• _PROBLEM STATEMENT_: Report every line in the listing below that contains the word "monkey", copying each such line in full.

• _SUPPLIED MATERIAL_:

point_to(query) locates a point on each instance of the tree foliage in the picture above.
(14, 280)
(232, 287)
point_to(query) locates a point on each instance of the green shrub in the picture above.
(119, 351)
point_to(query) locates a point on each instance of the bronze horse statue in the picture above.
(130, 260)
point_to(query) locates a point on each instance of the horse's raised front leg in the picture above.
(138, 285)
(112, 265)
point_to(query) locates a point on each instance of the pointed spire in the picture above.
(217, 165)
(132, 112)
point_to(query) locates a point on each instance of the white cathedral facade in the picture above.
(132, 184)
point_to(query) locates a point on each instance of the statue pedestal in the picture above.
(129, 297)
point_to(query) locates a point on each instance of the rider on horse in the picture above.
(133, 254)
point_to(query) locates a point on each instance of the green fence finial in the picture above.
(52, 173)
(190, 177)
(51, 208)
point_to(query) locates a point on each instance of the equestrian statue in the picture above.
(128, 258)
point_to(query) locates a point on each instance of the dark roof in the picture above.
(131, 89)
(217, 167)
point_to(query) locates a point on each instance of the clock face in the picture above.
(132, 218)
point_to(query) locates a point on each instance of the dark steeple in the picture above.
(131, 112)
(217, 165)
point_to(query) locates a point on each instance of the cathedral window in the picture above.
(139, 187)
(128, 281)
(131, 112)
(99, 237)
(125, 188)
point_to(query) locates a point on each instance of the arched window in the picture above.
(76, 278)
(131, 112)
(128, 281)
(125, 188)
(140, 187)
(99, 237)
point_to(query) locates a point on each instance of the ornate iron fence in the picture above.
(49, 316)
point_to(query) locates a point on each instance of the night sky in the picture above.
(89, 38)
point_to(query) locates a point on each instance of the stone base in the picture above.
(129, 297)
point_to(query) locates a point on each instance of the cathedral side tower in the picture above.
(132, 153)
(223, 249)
* * *
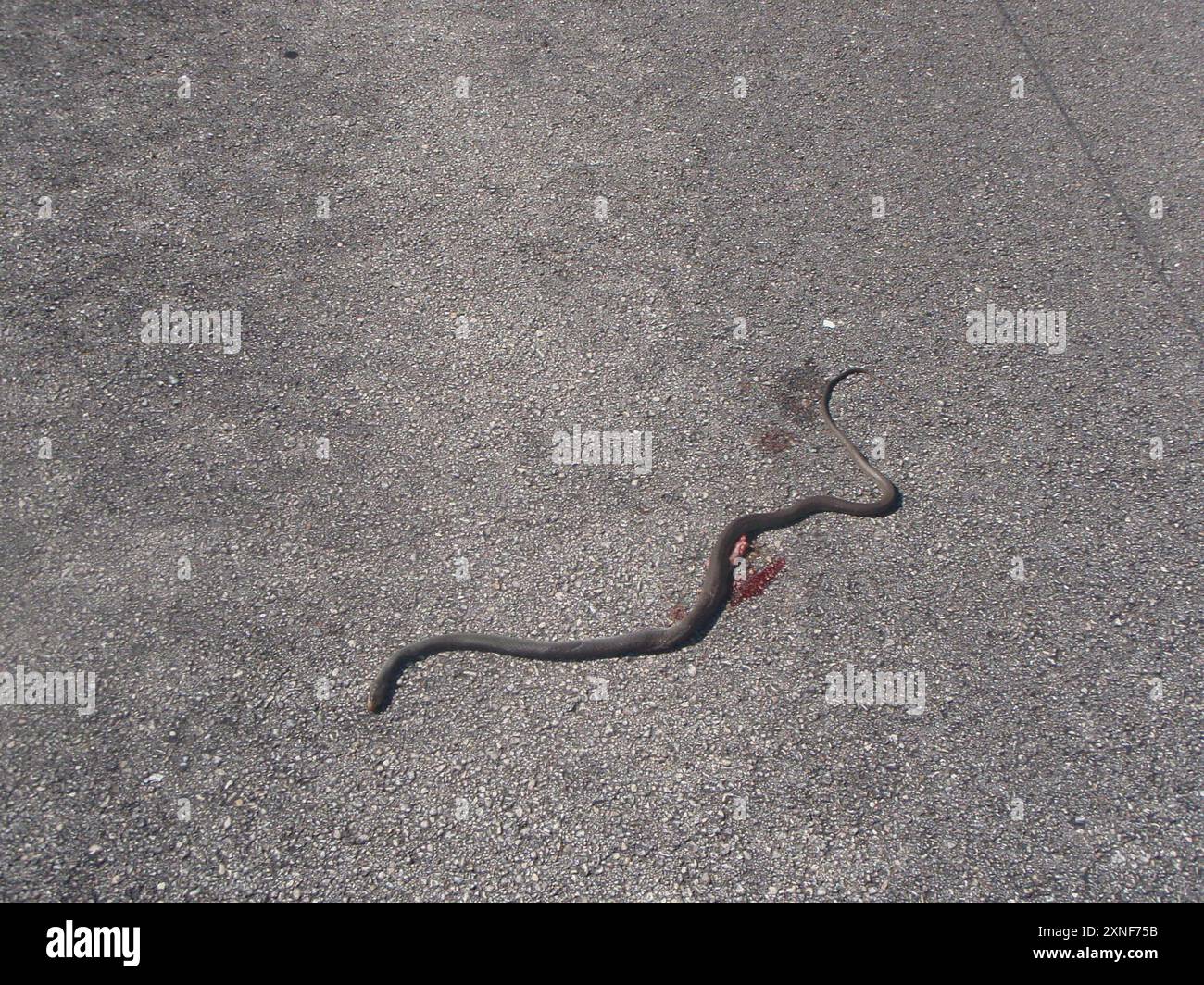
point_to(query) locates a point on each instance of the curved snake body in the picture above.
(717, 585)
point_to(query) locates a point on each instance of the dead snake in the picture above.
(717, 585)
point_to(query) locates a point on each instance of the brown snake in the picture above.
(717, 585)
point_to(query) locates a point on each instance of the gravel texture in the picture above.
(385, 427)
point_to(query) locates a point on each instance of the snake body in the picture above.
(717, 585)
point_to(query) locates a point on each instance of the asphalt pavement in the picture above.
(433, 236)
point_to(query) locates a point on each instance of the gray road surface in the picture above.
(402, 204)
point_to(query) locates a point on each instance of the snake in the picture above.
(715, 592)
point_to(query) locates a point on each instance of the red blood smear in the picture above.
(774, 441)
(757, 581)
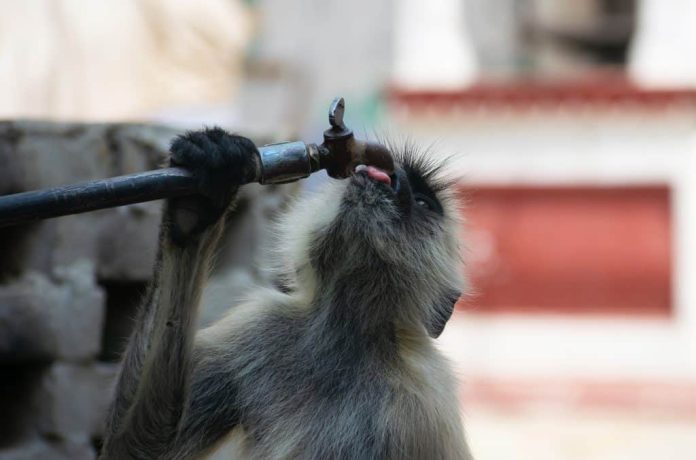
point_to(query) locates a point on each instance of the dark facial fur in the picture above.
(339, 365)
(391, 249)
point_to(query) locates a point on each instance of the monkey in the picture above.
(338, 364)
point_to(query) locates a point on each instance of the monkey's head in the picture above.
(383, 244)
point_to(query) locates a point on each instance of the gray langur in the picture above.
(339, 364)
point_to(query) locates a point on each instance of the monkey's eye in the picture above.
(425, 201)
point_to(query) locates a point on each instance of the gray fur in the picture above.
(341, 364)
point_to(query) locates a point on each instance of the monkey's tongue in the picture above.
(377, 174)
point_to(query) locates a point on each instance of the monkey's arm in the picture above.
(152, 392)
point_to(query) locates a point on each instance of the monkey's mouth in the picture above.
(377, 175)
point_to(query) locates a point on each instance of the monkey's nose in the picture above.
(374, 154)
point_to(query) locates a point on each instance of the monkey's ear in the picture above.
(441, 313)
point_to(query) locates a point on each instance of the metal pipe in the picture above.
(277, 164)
...
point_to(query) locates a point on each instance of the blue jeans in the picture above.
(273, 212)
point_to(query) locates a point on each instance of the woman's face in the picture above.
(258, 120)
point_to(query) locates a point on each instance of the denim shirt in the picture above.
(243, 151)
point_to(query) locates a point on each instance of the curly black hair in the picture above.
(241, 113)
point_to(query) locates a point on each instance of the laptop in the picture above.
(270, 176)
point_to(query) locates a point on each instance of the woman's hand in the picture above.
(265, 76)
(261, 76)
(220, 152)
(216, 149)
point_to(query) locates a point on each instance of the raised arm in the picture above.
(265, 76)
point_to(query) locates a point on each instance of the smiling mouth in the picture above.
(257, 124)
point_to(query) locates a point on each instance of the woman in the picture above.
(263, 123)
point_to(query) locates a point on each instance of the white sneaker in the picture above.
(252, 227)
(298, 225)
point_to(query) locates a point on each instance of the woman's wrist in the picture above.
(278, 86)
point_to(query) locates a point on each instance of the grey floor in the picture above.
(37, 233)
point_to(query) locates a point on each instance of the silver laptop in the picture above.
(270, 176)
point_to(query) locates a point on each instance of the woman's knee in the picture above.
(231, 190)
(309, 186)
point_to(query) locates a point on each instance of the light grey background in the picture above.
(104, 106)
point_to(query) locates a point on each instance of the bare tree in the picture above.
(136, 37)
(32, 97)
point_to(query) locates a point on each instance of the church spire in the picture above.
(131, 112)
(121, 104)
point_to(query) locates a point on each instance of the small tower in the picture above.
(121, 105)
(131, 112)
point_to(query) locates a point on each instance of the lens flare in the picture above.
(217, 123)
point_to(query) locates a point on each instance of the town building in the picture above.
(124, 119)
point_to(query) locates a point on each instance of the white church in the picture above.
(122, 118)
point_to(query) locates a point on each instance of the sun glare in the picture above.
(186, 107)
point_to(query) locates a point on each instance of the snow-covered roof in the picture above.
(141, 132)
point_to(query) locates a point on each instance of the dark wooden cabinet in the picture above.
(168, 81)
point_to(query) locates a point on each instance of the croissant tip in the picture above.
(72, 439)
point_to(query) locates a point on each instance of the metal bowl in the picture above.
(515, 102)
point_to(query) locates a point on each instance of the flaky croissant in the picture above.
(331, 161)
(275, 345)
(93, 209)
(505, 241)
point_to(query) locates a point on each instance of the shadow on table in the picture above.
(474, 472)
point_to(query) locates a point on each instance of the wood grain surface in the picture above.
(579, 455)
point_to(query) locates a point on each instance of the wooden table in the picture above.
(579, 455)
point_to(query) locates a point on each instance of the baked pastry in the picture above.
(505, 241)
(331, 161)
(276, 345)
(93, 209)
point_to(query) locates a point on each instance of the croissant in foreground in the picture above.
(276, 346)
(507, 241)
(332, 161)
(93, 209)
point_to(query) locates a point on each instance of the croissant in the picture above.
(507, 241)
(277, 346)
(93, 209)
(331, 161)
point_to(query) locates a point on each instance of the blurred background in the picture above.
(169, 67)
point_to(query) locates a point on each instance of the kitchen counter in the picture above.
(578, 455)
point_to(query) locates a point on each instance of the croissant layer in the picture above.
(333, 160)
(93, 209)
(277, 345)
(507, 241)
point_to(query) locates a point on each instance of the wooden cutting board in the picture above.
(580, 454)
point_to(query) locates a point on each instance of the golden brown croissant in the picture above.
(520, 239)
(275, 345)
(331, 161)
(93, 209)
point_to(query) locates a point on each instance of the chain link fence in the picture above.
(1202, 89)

• _ANSWER BELOW_:
point_to(query) locates a point on each instance of the monkey in the picture above.
point_to(query) locates a point on each instance of the monkey's head in the picture above.
point_to(query) locates a point on each instance of the monkey's eye in the picture above.
point_to(query) locates a point on each instance of the monkey's tongue in the picture above.
point_to(query) locates a point on each instance of the monkey's arm in the picture above.
point_to(query) locates a point on each instance of the monkey's mouth in the picture above.
point_to(query) locates a point on each instance of the monkey's nose in the picture above.
point_to(query) locates a point on each instance of the monkey's ear in the picture above.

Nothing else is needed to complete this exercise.